====== Data under study ======
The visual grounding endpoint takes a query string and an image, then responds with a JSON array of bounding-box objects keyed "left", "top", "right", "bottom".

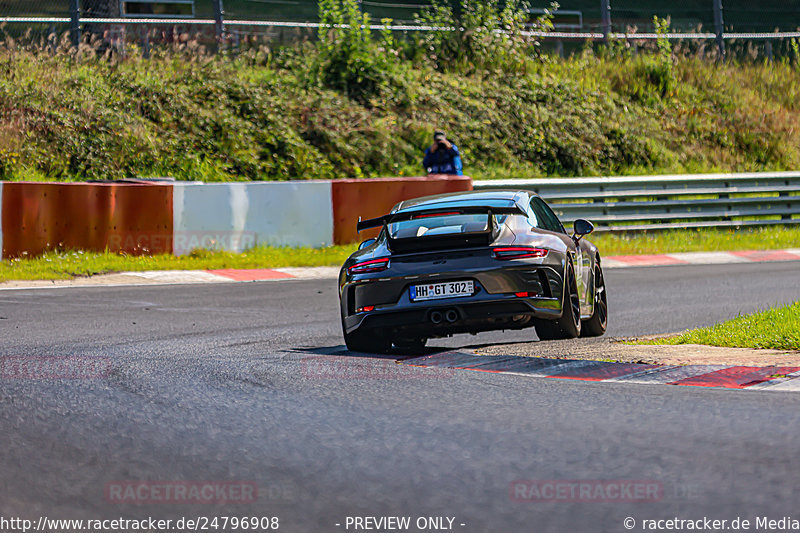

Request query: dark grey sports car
[{"left": 338, "top": 190, "right": 607, "bottom": 353}]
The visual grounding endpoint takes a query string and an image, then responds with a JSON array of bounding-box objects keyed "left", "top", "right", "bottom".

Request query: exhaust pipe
[
  {"left": 430, "top": 311, "right": 443, "bottom": 324},
  {"left": 445, "top": 309, "right": 459, "bottom": 323}
]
======
About this exercise:
If the data includes images, omit them, and set down everything else exactly as above.

Answer for this exercise:
The visual grounding endpoint takes a query string and an image, then responds with a JSON array of bounding-box objects keyed "left", "top", "right", "bottom".


Request query: dark grey sports car
[{"left": 338, "top": 190, "right": 607, "bottom": 353}]
The visual grounding endpoint takes a query string and an image, then responds with a JSON array of bounding-box objects keyed "left", "top", "right", "bottom".

Request query: exhaust pipe
[
  {"left": 430, "top": 311, "right": 443, "bottom": 324},
  {"left": 445, "top": 309, "right": 459, "bottom": 323}
]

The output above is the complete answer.